Text provided:

- - -

No. I am neither Cher nor Sheila E. :smiley:

However, I do have the kind of life I imagined, in terms of things that are not career-oriented, per se. Like having a life of relative ease and comfort, with lots of dogs, and being able to buy my own toys.

Oh, but I am getting closer to becoming Sheila E. This year I started conga drum lessons. :slight_smile:

Well what I wanted to be changed a bit from year to year. For a while my brother and I were “training” to be stunt people in the movies, but I think that was more of an excuse to push each other down the stairs. I also used to practice what I would say when I accept my Oscar. My favorite little spiteful kid memory was whenever my Mom would punish me I would just think to myself, “Well I am not going to thank you when I get my Oscar” and then I would give a smug smile and all was well.

Then I went through a phase where all I wanted to do was work with animals.

Now I am working in theatre. I work behind the scenes and never venture to film, so well my Oscar dreams are dashed, but I guess it is related.

I don’t recall thinking much about it until I was in my teens. Then, I saw the first Nebula Awards Anthology and read about SFWA. That’s what I wanted to be: a science fiction writer.

And I am.

Way back when growing up, I wanted to be a cop. It was impressed into me at a young age that, “no, what you really meant to say is that you want to be is a lawyer.” My guidance tests said I’d be an exact match for an airline pilot.

- - -

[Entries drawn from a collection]
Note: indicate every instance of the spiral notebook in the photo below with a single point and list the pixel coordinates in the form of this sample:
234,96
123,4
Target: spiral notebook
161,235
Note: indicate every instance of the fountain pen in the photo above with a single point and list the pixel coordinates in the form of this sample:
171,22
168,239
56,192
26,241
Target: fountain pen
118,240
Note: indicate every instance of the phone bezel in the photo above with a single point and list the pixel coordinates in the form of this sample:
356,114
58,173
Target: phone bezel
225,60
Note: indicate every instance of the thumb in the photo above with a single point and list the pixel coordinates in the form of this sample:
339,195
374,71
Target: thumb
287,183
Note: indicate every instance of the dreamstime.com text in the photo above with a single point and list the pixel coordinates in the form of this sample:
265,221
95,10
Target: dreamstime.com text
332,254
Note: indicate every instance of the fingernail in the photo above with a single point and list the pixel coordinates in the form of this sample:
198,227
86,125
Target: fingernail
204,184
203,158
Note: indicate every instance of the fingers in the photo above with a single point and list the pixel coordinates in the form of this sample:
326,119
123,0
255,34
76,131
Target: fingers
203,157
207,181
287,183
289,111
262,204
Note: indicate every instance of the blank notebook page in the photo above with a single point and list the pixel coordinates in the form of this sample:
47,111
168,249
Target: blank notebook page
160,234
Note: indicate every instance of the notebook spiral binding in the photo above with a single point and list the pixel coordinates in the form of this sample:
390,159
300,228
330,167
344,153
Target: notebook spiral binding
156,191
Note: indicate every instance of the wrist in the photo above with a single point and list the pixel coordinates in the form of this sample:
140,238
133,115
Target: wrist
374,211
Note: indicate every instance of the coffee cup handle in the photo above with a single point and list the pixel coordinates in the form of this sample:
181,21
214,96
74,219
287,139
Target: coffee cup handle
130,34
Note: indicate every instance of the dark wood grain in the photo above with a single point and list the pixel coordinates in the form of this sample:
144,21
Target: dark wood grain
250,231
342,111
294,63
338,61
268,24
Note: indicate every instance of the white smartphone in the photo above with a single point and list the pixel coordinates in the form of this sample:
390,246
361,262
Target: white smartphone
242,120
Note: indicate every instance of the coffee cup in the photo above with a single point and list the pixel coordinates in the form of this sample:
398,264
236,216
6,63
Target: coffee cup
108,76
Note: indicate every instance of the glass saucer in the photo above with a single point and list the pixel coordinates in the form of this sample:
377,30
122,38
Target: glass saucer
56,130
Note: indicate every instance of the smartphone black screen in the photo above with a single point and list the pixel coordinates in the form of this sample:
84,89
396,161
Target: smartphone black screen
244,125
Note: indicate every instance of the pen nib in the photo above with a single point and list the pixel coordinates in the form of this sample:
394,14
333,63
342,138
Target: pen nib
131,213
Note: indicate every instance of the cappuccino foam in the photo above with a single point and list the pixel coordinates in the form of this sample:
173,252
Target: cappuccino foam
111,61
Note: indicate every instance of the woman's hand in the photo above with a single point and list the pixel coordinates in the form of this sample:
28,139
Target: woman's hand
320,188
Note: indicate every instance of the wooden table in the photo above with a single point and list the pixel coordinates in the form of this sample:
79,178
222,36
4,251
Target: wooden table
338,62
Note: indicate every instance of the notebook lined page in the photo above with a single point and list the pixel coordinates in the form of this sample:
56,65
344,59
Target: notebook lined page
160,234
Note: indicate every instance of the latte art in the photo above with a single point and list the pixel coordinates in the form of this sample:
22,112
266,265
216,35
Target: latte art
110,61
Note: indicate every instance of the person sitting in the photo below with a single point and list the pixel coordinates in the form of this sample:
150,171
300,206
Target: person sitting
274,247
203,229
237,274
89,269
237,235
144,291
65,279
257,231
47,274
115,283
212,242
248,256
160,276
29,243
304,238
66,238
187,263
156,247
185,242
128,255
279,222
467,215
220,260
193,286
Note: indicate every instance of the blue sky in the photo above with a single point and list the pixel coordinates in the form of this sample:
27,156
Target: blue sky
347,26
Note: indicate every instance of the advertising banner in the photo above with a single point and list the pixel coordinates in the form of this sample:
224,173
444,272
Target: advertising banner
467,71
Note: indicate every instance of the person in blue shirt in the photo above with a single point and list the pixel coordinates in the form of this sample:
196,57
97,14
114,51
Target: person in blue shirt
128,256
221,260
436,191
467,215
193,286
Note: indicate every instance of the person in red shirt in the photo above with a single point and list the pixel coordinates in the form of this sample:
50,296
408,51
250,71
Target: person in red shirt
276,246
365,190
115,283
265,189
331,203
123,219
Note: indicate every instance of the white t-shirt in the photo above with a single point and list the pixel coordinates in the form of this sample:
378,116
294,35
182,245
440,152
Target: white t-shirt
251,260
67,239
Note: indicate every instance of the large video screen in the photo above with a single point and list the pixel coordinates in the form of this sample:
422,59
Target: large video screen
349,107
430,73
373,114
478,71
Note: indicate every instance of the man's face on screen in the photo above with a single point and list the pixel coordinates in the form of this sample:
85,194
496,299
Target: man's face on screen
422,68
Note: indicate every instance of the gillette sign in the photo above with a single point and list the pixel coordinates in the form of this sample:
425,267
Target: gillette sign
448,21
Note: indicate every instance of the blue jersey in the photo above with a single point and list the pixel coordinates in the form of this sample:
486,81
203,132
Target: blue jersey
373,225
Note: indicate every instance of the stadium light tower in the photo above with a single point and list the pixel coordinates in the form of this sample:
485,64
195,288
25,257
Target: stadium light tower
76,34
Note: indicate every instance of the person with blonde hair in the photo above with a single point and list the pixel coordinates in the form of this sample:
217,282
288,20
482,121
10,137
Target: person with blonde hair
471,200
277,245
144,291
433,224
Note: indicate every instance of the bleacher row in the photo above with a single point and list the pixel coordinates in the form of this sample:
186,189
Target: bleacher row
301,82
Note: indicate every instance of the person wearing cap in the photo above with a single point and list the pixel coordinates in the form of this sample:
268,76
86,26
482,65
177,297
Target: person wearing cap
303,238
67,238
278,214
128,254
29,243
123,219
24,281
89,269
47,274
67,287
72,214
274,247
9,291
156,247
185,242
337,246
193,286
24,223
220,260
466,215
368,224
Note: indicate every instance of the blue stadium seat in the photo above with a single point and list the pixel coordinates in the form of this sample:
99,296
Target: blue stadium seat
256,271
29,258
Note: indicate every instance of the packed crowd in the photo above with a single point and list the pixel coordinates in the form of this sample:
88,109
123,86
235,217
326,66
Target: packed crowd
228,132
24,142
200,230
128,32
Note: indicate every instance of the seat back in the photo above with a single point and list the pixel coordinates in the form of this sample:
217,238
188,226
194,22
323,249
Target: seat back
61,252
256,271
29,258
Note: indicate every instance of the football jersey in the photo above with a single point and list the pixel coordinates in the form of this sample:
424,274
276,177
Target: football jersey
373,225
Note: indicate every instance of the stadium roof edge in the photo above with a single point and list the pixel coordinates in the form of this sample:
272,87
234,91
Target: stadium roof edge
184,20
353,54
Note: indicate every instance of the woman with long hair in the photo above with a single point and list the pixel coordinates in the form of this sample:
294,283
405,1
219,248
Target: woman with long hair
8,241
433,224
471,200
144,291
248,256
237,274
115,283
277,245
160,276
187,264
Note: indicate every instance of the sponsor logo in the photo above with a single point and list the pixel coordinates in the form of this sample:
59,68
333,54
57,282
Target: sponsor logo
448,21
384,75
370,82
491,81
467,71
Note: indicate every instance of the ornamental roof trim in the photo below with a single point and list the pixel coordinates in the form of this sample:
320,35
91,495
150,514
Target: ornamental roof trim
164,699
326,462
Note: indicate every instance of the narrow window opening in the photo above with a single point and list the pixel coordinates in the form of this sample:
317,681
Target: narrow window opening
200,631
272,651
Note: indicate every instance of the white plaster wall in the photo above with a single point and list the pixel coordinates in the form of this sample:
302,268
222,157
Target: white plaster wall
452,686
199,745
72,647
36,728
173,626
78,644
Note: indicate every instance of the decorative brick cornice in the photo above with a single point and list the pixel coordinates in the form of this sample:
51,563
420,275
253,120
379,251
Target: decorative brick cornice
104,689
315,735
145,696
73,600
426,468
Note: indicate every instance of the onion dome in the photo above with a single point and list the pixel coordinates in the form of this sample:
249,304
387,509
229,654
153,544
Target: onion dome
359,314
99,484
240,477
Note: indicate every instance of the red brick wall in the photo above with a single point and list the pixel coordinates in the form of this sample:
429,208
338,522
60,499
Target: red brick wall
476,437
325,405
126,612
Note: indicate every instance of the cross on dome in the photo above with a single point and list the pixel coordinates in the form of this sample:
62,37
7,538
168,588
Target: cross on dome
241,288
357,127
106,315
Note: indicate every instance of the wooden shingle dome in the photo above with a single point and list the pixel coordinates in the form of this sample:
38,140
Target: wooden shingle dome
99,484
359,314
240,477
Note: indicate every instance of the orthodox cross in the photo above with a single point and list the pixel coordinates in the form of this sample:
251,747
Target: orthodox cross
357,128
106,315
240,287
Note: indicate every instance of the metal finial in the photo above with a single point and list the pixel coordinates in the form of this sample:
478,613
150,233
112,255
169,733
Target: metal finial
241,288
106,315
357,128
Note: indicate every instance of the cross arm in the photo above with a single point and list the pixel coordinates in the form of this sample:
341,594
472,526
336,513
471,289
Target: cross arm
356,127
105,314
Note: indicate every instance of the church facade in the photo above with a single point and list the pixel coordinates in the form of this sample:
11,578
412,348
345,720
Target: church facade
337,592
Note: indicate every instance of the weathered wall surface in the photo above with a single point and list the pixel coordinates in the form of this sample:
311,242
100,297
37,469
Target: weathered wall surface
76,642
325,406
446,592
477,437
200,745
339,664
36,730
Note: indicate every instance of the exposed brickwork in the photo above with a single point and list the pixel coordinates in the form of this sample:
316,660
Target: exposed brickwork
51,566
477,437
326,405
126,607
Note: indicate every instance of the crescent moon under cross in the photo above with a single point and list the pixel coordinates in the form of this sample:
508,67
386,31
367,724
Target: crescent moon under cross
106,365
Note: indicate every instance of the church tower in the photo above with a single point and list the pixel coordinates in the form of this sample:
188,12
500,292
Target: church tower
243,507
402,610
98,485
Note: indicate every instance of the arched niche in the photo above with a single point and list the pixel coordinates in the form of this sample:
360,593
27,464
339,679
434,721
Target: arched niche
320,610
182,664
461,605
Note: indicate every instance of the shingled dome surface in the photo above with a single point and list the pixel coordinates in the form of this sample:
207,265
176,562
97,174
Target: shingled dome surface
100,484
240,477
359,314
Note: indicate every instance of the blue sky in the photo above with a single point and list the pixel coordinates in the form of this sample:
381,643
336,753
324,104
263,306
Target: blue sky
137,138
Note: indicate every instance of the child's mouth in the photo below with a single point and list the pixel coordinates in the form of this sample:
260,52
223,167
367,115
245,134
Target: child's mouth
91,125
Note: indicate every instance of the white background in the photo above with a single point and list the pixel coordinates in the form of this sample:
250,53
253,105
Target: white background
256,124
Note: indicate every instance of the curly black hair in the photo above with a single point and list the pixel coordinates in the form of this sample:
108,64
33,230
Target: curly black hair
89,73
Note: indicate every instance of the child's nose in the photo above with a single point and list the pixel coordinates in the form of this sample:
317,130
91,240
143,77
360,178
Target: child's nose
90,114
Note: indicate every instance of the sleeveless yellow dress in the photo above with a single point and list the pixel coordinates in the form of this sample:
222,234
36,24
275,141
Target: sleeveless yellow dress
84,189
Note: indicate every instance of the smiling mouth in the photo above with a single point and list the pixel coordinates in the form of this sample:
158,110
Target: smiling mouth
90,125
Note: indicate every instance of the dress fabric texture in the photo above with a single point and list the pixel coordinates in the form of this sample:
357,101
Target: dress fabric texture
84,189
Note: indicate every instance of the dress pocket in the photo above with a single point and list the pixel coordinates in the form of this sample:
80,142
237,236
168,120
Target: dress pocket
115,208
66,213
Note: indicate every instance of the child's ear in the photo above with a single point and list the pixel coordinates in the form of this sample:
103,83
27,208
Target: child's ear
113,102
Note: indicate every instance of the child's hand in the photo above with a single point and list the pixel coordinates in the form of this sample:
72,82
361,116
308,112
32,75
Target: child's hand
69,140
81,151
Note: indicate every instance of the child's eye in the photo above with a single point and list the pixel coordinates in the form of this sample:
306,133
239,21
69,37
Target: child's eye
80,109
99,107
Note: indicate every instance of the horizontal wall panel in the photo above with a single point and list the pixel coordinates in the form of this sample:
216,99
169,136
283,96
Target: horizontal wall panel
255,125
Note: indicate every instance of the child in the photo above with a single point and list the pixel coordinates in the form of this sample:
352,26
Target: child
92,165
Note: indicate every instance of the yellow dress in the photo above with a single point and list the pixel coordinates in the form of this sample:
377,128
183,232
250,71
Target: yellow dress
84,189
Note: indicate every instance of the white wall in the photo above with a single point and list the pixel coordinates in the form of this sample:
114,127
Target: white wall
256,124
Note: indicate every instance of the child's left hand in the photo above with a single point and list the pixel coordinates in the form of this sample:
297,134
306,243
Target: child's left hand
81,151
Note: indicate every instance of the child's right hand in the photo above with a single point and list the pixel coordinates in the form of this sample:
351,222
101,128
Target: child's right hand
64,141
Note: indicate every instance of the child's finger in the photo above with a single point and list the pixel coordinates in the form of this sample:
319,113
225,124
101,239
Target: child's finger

- - -

Continue the forum replies about what people wanted to be when they grew up, starting after their last sentence. The records have no role in this.

Reply to the exercise:
I tried the lawyer thing all through school. Went as far as the LSAT, which I passed with a decent grade. Then I looked at all the people who were in classes around me, and I said to myself, “Self…all these people sitting in desks around you…every one of them is a cut-throat Asshole. There isn’t one nice person or one shining spark of humanity in any one of your classes anymore. Your professors are becomong less-and-less teachers and more-and-more Political Hacks. You don’t want to be one of those, do you? Or have to deal with them for, say, the rest of your life?”

I went into the business world, but I found that my strong ethical convictions held me back time and time again in the private sector.

Ironically, if I’d had become a cop, I’d be retired by now on half-pay for the rest of my life. Or I’d be dead. Either way, I couldn’t complain. :smiley:

As my dad used to mockingly say regarding himself: “When I grow up I wanna work in a factory and run brass-fitting machines… Woohoo, I win!!”

This was usually followed by a depressed sigh.

I wanted a career in the sex industry and I guess to some degree kissing

ass ALL DAY LONG kind of fits the bill . On the upside, I’m about to get money :smiley:

I never had a specific idea in mind of what I wanted to be. All I knew was that I did not want to do manuel labor. Mt dad was a roofer and everyone summer I’d have to go to work with him and I hated being out in the heat lugging heavy bundles of shingles around.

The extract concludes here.